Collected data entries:
- - -

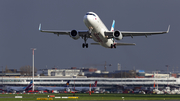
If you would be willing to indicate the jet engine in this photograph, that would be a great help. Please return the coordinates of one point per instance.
(118, 35)
(74, 34)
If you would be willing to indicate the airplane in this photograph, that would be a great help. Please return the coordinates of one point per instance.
(14, 88)
(99, 32)
(55, 88)
(85, 89)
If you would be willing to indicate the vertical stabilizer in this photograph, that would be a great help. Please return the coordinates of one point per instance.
(67, 84)
(112, 27)
(95, 84)
(28, 87)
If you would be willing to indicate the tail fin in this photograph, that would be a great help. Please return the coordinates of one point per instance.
(112, 27)
(29, 86)
(95, 84)
(67, 84)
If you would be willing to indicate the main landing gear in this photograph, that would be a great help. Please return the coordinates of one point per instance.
(113, 46)
(85, 44)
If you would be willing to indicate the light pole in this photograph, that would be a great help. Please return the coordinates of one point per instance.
(33, 68)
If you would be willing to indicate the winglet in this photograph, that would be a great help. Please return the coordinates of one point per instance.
(168, 29)
(112, 27)
(40, 27)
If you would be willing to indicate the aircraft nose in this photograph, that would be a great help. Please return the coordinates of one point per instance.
(85, 19)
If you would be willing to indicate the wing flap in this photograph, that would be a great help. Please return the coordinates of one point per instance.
(66, 32)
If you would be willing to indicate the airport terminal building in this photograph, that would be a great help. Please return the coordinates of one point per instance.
(81, 81)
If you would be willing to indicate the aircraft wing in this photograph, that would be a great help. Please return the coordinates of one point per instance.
(132, 33)
(66, 32)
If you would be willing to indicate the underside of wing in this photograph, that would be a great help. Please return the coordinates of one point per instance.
(110, 34)
(80, 33)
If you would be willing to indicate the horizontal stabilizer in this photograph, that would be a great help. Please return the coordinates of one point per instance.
(123, 44)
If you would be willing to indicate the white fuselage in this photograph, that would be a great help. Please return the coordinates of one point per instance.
(94, 23)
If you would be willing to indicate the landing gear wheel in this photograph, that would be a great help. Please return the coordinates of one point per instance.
(83, 45)
(86, 45)
(111, 46)
(114, 45)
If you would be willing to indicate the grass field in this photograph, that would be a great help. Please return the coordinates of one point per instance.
(33, 97)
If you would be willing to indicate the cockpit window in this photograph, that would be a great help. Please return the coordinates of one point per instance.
(90, 14)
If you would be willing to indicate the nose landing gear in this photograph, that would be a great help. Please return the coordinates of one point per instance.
(113, 46)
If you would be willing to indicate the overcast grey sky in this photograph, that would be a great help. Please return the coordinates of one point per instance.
(19, 21)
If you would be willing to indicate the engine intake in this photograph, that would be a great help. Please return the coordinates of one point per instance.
(74, 34)
(117, 35)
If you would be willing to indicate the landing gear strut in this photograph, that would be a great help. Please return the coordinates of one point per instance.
(85, 44)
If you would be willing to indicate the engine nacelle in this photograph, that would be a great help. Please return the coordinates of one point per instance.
(74, 34)
(117, 35)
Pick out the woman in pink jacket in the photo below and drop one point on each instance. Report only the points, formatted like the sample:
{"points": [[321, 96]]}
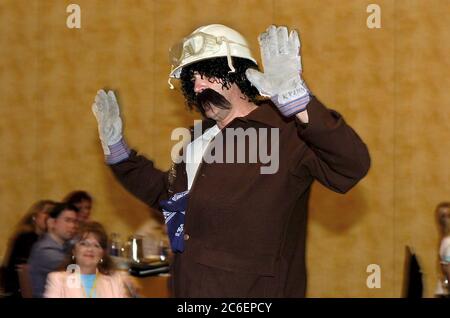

- - -

YOUR INSTRUCTIONS » Write out the records above once more, word for word, with no pictures.

OUTPUT OF THE TASK »
If you would be willing to indicate the jet engine in this photograph, that would be a great help. Please return the coordinates of one point per instance.
(118, 35)
(74, 34)
If you would be willing to indicate the airplane in this photograph, that would be a great help. Please return the coordinates of one point per instance.
(14, 88)
(99, 32)
(55, 88)
(85, 89)
If you would be willing to indicate the vertical stabilizer in this photograph, that would be a great help. Please return the coordinates of one point per instance.
(67, 84)
(112, 27)
(95, 84)
(28, 87)
If you would be willing to indicate the tail fin in this photograph, that would be a great help. Please return the coordinates of one point per instance.
(112, 27)
(29, 86)
(95, 84)
(67, 84)
If you would be willing to indicate the main landing gear in this photograph, that would be a great help. Please return the coordinates of one point per instance.
(113, 46)
(85, 44)
If you would be willing to indicate the light pole in this photograph, that would be a great help. Please return the coordinates of one point per instance.
(33, 68)
If you would be willing to indicate the winglet in this photograph, that would be a great help. Please return the coordinates of one point per instance.
(168, 29)
(112, 27)
(40, 27)
If you would be willing to indicate the aircraft nose in this photograph, that would be a great help. Please return the coordinates of one point per instance.
(85, 19)
If you would be willing to indicate the wing flap in this photograph, that would be a great help. Please return the coordinates of one point per instance.
(66, 32)
If you would be willing to indicate the airport terminal building in this photograph, that would be a great help. Please return the coordinates of one point per instance.
(81, 81)
If you would be willing to indicate the aircraft wing in this photograph, that would be a great help. Please return the coordinates of one point per instance.
(132, 33)
(66, 32)
If you would be willing to indicate the underside of wing in this photograph, that would be a great help. Please return the coordinates of one point per instance.
(110, 34)
(80, 33)
If you would be willing to indicate the horizontal stabilizer in this photograph, that would be a great help. Please return the coordinates of one point per instance.
(123, 44)
If you would be willing to indicate the white fuselage in this photograph, that would be a great help. Please return the coordinates of one point per instance.
(94, 23)
If you would be willing to indicate the landing gear wheel in this photograph, that would be a great help. Please return the coordinates of one point per instance.
(83, 45)
(86, 45)
(111, 46)
(114, 45)
If you would be willing to indicate the grass field in this photograph, that would be a great help. Please return the coordinates of one point per instance.
(33, 97)
If you would be willing to indicate the cockpit window in this photograph, that would be a great help. Please return the coordinates of one point per instance.
(90, 14)
If you would be willing to indicate the nose landing gear in this photograph, that would be a great help. Please return the coordinates of one point per instance.
(113, 46)
If you would be willing to indicate the overcast grey sky in this photograph, that would be a great help. Please return the coordinates of one point per instance.
(19, 21)
If you would be willing to indicate the engine intake in this photograph, that would be a great help. Please return the coordinates of one point per instance.
(74, 34)
(117, 35)
If you would be willing to indicate the landing gear strut in this photograph, that would be a great help. Please return the coordinates of one point per instance.
(85, 44)
If you would be willing to indicate the engine nacelle in this photograph, that would be a great help. Please return the coordinates of one point per instance.
(74, 34)
(117, 35)
Pick out the woman in pink jacket in the photo below and drop one point on each instance. Report only the points, formatted like the sample:
{"points": [[321, 96]]}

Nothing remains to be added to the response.